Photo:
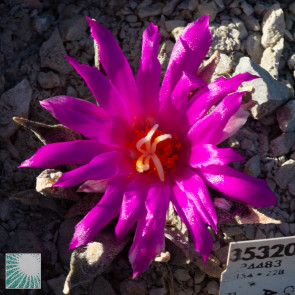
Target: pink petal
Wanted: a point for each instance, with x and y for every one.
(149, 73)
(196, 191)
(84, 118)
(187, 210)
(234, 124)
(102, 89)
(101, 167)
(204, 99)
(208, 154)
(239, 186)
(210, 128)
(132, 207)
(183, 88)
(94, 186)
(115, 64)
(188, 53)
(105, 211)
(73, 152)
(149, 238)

━━━━━━━━━━━━━━━━

> Work to complete
The lines from the one with "Target: pink petal" through the end of the data above are to be set down exactly, with both boundary lines included and no other lines.

> Expected answer
Target: pink petal
Wanted: a point for each instance, with x and y for every one.
(149, 73)
(196, 191)
(84, 118)
(187, 210)
(234, 124)
(102, 89)
(101, 167)
(204, 99)
(208, 154)
(239, 186)
(210, 128)
(132, 207)
(183, 88)
(94, 186)
(115, 64)
(188, 53)
(105, 211)
(73, 152)
(149, 238)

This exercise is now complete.